■ DATA FOR THE TASK:
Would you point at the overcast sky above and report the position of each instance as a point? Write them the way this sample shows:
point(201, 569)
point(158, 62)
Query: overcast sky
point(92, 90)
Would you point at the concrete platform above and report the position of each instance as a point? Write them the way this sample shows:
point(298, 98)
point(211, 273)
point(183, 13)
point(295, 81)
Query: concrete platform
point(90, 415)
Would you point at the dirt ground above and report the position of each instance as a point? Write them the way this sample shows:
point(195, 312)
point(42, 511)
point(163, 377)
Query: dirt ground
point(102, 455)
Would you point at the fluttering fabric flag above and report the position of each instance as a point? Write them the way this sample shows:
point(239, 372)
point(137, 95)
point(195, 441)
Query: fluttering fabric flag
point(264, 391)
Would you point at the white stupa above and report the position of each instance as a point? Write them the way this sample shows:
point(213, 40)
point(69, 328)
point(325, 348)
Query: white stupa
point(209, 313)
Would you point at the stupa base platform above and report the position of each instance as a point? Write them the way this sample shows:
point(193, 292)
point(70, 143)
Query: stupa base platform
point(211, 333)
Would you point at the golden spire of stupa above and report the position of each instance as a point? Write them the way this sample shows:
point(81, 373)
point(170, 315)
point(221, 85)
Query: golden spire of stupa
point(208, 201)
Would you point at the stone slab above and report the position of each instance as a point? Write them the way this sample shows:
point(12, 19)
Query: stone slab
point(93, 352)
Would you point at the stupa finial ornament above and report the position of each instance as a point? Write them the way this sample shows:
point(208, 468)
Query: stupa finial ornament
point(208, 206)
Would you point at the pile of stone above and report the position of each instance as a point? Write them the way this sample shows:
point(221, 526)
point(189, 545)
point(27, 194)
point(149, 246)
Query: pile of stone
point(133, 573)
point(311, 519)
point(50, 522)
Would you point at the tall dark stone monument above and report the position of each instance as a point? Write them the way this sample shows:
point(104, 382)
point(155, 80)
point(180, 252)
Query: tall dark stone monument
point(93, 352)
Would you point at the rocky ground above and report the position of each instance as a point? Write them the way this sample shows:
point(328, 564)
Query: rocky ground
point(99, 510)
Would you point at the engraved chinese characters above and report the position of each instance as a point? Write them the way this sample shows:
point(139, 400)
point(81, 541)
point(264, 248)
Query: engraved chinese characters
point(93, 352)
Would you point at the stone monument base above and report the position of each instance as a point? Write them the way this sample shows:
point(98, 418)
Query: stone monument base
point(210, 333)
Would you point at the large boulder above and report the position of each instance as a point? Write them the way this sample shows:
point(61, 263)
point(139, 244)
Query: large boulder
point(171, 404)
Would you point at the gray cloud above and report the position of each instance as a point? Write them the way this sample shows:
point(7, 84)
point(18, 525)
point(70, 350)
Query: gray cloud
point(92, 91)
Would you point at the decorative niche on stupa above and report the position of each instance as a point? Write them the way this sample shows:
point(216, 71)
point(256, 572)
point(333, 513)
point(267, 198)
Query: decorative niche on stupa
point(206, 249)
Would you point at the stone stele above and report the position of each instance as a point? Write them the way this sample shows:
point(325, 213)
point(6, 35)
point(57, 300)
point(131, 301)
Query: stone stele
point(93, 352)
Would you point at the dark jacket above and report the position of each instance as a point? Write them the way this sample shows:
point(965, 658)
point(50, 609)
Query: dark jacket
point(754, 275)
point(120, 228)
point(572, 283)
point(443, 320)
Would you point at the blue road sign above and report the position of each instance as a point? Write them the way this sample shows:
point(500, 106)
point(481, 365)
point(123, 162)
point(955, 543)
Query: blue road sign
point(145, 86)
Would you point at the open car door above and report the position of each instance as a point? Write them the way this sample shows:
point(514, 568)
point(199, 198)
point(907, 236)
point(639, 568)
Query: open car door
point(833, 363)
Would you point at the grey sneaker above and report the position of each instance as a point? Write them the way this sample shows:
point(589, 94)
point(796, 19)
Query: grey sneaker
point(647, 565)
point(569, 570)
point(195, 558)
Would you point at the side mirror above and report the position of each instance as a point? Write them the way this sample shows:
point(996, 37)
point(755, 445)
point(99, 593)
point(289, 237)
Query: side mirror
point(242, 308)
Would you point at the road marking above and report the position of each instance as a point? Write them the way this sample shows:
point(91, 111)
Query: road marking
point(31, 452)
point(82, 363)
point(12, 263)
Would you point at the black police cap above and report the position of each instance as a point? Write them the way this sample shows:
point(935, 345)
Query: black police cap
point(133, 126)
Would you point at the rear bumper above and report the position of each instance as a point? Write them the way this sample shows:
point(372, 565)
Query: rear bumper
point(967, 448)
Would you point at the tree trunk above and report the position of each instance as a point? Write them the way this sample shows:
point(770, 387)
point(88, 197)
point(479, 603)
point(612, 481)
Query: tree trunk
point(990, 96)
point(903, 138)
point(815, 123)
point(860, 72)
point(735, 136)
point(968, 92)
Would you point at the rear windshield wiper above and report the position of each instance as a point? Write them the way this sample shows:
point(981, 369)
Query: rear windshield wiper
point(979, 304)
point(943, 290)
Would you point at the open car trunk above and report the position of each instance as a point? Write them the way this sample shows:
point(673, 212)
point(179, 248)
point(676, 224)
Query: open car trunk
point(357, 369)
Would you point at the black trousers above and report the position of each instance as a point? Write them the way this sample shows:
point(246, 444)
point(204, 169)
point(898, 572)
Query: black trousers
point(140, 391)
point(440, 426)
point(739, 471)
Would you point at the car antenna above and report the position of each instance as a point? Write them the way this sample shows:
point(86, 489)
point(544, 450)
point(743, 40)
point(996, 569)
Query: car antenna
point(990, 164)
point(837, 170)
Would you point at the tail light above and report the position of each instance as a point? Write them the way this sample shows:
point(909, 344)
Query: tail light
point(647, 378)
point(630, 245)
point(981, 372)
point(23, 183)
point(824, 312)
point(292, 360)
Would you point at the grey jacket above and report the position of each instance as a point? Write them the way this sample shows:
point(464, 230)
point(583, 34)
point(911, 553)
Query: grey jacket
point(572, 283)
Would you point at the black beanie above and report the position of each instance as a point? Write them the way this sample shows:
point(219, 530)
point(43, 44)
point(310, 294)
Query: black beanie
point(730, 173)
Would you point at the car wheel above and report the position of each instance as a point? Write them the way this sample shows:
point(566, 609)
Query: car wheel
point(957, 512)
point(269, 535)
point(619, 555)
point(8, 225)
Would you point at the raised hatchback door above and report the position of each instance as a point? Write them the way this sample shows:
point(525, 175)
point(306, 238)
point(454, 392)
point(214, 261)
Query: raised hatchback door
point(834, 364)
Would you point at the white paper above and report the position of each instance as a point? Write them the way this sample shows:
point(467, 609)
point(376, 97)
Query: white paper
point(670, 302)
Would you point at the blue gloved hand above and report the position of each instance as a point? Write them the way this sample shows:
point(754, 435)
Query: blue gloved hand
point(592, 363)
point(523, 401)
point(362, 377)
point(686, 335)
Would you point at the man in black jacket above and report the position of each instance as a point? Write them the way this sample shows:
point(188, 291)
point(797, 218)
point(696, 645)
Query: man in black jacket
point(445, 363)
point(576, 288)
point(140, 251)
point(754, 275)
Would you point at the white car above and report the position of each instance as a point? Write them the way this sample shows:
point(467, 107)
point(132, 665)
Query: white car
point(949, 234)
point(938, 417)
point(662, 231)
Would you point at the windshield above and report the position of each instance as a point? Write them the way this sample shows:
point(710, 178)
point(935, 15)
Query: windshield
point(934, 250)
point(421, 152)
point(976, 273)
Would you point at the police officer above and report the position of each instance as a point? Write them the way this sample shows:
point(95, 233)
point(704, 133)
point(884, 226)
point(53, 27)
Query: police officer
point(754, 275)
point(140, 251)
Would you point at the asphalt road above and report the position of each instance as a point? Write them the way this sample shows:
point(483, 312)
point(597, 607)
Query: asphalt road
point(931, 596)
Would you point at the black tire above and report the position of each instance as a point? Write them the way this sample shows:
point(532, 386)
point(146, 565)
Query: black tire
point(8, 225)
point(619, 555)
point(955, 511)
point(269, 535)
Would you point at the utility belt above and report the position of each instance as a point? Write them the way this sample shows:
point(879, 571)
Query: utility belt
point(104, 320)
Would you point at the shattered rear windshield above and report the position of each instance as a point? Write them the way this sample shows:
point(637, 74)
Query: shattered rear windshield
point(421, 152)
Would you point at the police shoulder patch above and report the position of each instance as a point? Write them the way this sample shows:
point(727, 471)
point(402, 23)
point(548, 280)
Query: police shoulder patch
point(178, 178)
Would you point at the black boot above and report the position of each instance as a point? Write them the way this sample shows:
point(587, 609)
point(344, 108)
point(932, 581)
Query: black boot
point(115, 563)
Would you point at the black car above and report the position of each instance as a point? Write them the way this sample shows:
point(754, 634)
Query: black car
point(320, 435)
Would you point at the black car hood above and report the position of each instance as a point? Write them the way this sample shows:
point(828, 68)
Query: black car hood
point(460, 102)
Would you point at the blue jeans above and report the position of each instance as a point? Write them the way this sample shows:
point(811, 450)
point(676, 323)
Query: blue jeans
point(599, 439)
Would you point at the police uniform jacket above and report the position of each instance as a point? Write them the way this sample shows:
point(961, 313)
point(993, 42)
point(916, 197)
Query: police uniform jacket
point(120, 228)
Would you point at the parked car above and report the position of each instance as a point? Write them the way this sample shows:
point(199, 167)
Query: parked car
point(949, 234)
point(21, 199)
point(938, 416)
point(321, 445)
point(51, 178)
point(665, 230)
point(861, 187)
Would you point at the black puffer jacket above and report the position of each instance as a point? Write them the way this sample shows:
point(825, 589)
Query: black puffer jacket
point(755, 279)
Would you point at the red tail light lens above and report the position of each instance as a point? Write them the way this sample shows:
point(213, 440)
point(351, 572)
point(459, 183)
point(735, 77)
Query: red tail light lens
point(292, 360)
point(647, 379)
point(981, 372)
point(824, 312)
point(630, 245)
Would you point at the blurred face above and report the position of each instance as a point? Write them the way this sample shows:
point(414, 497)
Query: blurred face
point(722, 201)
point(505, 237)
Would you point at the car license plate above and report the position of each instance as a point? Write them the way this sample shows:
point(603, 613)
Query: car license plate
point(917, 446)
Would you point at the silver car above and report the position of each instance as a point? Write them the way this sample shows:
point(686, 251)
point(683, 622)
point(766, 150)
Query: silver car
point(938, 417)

■ EXERCISE REQUIREMENTS: Keep both end lines and retype everything in the records above from the line containing "point(81, 541)" through the line containing "point(7, 84)", exactly, with nothing else.

■ ANSWER FOR THIS EXERCISE:
point(81, 541)
point(264, 248)
Query: engraved chinese characters
point(93, 352)
Would you point at the stone monument base above and report the position of each instance as a point? Write them the way this sample shows:
point(98, 418)
Query: stone monument base
point(210, 333)
Would you point at the large boulder above and report the position of each instance as a point? Write them the way this sample shows:
point(61, 263)
point(139, 244)
Query: large boulder
point(171, 404)
Would you point at the gray cloud above and report the position of each instance as a point? Write them the way this sample shows:
point(7, 84)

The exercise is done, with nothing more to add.